--- start Dataset records ---

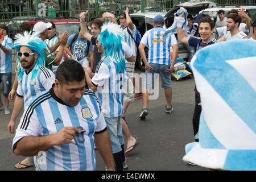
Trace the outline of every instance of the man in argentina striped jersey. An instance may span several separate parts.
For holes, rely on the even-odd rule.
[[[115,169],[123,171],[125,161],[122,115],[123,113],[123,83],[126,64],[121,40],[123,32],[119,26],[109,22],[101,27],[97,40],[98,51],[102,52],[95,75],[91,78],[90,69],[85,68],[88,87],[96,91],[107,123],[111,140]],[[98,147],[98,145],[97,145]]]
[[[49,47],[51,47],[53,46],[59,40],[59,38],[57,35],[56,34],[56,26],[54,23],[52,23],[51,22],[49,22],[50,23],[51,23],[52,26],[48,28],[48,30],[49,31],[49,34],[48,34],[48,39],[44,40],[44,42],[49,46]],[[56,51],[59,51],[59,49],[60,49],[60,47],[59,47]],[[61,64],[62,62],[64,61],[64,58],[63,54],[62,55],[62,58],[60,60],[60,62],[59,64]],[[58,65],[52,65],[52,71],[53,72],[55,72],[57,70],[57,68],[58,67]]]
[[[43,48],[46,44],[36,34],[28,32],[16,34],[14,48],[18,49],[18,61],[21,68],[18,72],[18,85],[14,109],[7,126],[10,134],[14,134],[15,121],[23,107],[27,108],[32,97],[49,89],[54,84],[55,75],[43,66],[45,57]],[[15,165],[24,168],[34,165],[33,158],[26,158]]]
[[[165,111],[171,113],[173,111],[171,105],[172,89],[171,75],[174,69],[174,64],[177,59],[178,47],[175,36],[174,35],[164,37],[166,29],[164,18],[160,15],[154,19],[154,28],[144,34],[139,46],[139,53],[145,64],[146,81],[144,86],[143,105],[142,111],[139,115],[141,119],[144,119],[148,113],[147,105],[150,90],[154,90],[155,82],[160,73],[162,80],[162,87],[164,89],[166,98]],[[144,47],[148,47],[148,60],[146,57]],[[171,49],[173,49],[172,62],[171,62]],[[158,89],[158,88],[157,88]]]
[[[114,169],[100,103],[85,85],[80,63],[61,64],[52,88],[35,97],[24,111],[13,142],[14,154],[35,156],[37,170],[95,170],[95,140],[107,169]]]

--- end Dataset records ---
--- start Dataset records ---

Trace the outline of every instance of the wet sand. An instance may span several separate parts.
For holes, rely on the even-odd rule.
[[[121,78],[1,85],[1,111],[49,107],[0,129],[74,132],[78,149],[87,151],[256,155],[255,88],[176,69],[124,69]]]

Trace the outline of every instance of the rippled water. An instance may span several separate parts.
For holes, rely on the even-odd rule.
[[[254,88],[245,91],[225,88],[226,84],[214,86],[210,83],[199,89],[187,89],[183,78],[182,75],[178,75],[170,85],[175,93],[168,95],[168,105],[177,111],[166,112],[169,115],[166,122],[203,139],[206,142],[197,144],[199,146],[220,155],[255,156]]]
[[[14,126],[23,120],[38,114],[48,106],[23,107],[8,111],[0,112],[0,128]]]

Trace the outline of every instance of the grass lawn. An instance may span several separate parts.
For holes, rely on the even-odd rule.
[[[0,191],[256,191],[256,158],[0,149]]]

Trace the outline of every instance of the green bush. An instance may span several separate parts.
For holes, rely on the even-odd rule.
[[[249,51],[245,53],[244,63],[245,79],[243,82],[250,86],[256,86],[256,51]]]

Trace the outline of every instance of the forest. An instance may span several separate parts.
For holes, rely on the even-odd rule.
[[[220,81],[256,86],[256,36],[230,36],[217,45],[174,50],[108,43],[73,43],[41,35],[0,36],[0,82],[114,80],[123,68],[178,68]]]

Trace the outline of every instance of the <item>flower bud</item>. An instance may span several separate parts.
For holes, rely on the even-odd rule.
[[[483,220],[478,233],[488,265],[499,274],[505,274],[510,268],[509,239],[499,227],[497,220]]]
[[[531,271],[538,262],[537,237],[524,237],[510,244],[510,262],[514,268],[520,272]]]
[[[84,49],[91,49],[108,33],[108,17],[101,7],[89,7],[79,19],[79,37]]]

--- end Dataset records ---

Goal — Find every line of the items above that contains the string "outline" and copy each one. Case counts.

Response below —
Trace the outline of every instance of the man in argentina striped jersey. An instance may span several separate parts.
Trace the outline of every instance of the wet sand. An instance may span several separate parts.
Trace the outline of every instance of the rippled water. An instance may span several separate parts.
Trace the outline of every instance of the grass lawn. An instance may span several separate parts.
Trace the outline of every instance of the green bush. An instance may span several separate parts.
Trace the outline of every instance of the forest. An instance may span several separate parts.
Trace the outline of every instance of the <item>flower bud</item>. An instance may span several separate parts.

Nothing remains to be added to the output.